■ Raw data

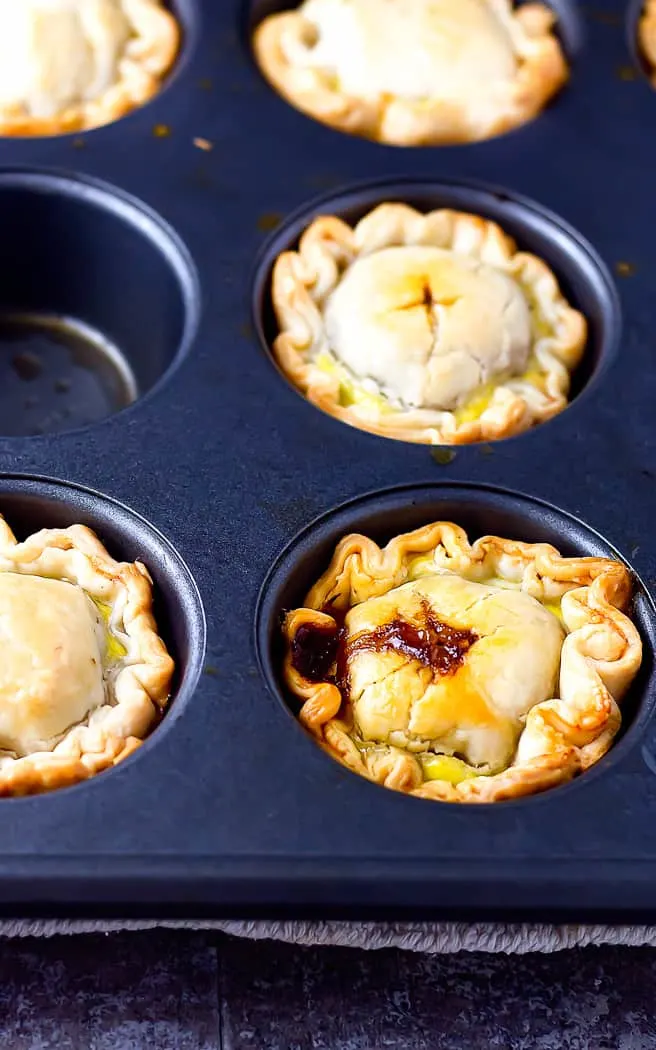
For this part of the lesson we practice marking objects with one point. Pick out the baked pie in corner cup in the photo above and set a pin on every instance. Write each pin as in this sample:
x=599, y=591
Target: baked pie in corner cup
x=647, y=37
x=428, y=328
x=68, y=65
x=465, y=672
x=84, y=674
x=413, y=72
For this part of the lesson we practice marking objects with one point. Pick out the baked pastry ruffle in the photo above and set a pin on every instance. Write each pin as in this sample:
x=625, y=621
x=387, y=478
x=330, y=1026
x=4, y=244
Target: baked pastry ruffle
x=427, y=328
x=67, y=65
x=85, y=675
x=463, y=672
x=420, y=72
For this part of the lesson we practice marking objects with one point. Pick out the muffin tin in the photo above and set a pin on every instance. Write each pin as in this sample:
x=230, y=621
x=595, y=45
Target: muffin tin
x=159, y=232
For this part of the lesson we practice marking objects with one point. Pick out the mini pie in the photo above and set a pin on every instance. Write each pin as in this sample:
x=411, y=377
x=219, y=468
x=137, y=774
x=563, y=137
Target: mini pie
x=648, y=35
x=411, y=72
x=463, y=672
x=66, y=65
x=84, y=675
x=426, y=328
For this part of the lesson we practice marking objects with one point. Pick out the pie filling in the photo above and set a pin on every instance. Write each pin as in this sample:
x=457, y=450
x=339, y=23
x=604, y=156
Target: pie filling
x=441, y=667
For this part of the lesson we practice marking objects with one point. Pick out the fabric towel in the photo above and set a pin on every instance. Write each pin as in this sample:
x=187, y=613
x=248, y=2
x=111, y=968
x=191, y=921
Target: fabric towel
x=432, y=938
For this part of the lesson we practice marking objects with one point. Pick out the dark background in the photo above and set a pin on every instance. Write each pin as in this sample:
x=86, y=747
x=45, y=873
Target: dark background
x=180, y=991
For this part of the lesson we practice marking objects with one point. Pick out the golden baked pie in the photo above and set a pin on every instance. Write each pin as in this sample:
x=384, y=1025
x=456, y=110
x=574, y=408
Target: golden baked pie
x=413, y=72
x=427, y=328
x=647, y=34
x=66, y=65
x=463, y=672
x=84, y=675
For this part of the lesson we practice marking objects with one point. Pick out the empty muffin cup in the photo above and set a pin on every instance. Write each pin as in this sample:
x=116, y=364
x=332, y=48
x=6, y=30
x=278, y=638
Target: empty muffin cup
x=99, y=300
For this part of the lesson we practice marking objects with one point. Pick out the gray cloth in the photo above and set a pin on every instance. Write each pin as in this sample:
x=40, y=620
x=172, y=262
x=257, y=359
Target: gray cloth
x=434, y=938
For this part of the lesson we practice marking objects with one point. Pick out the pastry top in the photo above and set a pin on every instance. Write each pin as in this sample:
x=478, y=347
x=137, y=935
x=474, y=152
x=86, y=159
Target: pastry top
x=414, y=71
x=72, y=64
x=429, y=327
x=647, y=34
x=465, y=672
x=84, y=675
x=426, y=328
x=450, y=663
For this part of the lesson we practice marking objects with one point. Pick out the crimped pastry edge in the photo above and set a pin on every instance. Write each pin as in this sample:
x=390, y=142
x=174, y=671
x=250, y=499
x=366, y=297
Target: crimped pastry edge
x=141, y=688
x=148, y=59
x=542, y=71
x=302, y=277
x=564, y=736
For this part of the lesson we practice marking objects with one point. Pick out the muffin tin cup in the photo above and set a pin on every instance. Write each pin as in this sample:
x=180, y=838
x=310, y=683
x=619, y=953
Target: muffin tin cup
x=159, y=232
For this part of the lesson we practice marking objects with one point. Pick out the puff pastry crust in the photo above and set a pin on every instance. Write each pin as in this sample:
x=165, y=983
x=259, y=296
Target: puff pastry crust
x=84, y=675
x=465, y=672
x=414, y=72
x=66, y=65
x=647, y=34
x=426, y=328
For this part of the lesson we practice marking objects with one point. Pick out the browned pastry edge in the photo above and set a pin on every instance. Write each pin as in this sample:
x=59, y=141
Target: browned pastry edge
x=647, y=36
x=149, y=58
x=141, y=687
x=563, y=736
x=329, y=245
x=542, y=71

■ Instructions for the task
Transcribe the data exactly and leave no picture in the copy.

■ Response to this exercise
For this part of the lesson we practice marking objects with one point. Pick out the baked pie in corner cup in the photo above and set a pin on every instance. Write each pin as in this sample:
x=599, y=591
Target: baked pie in corner cup
x=647, y=37
x=428, y=328
x=68, y=65
x=465, y=672
x=84, y=674
x=413, y=72
For this part of the lesson we practice marking objects with one point. Pick out the baked pastry ruffle in the photo above and set a pin on every instance. Write each pin as in this sample:
x=625, y=621
x=387, y=478
x=330, y=1026
x=4, y=244
Target: baked pastry ruffle
x=427, y=328
x=67, y=65
x=85, y=675
x=463, y=672
x=420, y=72
For this part of the lesson we practice marking objects with one point. Pick out the muffin tin in the photo above and set a pin on every instance. Write each pin as in this sample:
x=230, y=621
x=595, y=45
Target: muffin tin
x=159, y=232
For this part of the lesson we practice marking objects with one point. Pick out the mini pie in the photo above and set a pin on every instance. Write each pin as in this sample:
x=411, y=377
x=219, y=468
x=137, y=774
x=563, y=137
Target: mini pie
x=648, y=35
x=411, y=72
x=463, y=672
x=66, y=65
x=84, y=675
x=426, y=328
For this part of the lesson we practice marking objects with one point. Pick out the pie filling in the photo above and set a pin on every instance. Write each pin as in this sample:
x=457, y=450
x=339, y=23
x=604, y=156
Target: pie filling
x=441, y=667
For this part of the lesson we practice marking objects with one point. Pick out the fabric towel in the photo above and set a pin on every instance. Write each pin as in this sample:
x=187, y=613
x=248, y=2
x=111, y=968
x=191, y=921
Target: fabric towel
x=432, y=938
For this part of the lesson we practice marking objects with one point. Pick out the dark background in the photo above and set a pin on every instance. Write each pin as in this sample:
x=86, y=747
x=45, y=873
Target: dark background
x=180, y=991
For this part of the lesson we practice marking objects with one point. Pick out the golden baked pie in the photo above and set a pin on every instance. Write each pin as in this sample:
x=384, y=1025
x=456, y=110
x=574, y=408
Target: golden baked pie
x=413, y=72
x=427, y=328
x=647, y=34
x=66, y=65
x=463, y=672
x=84, y=675
For this part of the lesson we practice marking objects with one point. Pick out the empty muffin cup in the photo above and set a pin on every instance. Write each pin as in this sample:
x=116, y=364
x=332, y=48
x=6, y=30
x=278, y=638
Target: empty muffin cup
x=99, y=300
For this part of the lesson we practice marking objects with one point. Pick out the gray cloth in the photo above and set a pin on every instance. Write each pin as in this sample:
x=40, y=620
x=172, y=262
x=257, y=359
Target: gray cloth
x=434, y=938
For this part of the lesson we practice marking objects with one point. Pick out the pastry top in the photo above and set a pin on every instance. Write each pin as in this sample:
x=478, y=347
x=137, y=935
x=474, y=152
x=86, y=159
Target: pastry top
x=414, y=71
x=72, y=64
x=429, y=327
x=647, y=34
x=465, y=672
x=84, y=675
x=426, y=328
x=450, y=663
For this part of the lesson we practice marking objects with one point. Pick out the crimped pastry edge in the photo above and set a pin on every instance. Write each pin as in this sample:
x=390, y=142
x=174, y=671
x=250, y=499
x=366, y=297
Target: crimped pastry edge
x=141, y=688
x=148, y=59
x=542, y=71
x=302, y=277
x=564, y=736
For this part of the lesson we practice marking objects with one point. Pick out the muffin tin cup in the photo above and set a pin on every instance. Write each pin as in this sample:
x=180, y=838
x=310, y=683
x=619, y=953
Target: muffin tin cup
x=159, y=232
For this part of the lesson we practice marking objects with one point. Pick out the puff pastry crust in the photo above and set a pin on every instance. Write each pin as in this sample:
x=165, y=983
x=259, y=296
Target: puff pastry crust
x=84, y=675
x=465, y=672
x=414, y=72
x=66, y=65
x=647, y=34
x=426, y=328
For this part of the lesson we practice marking objects with one point. Pick out the browned pastry edge in the photo above and set a pin on every instance. Write each pin as in this sample:
x=59, y=141
Target: browned pastry edge
x=647, y=36
x=149, y=58
x=141, y=687
x=563, y=736
x=329, y=245
x=542, y=71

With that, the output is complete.